→ **Directions for this task**
Rewrite the material below, replacing "scooter" with "bicycle" and leaving everything else unchanged.
#### Data to use
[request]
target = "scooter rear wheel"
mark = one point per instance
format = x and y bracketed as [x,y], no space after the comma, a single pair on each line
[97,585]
########
→ **Solution to the exercise**
[request]
target = "bicycle rear wheel"
mark = one point per instance
format = x and y bracketed as [x,y], no space after the comma, a single pair on each line
[97,585]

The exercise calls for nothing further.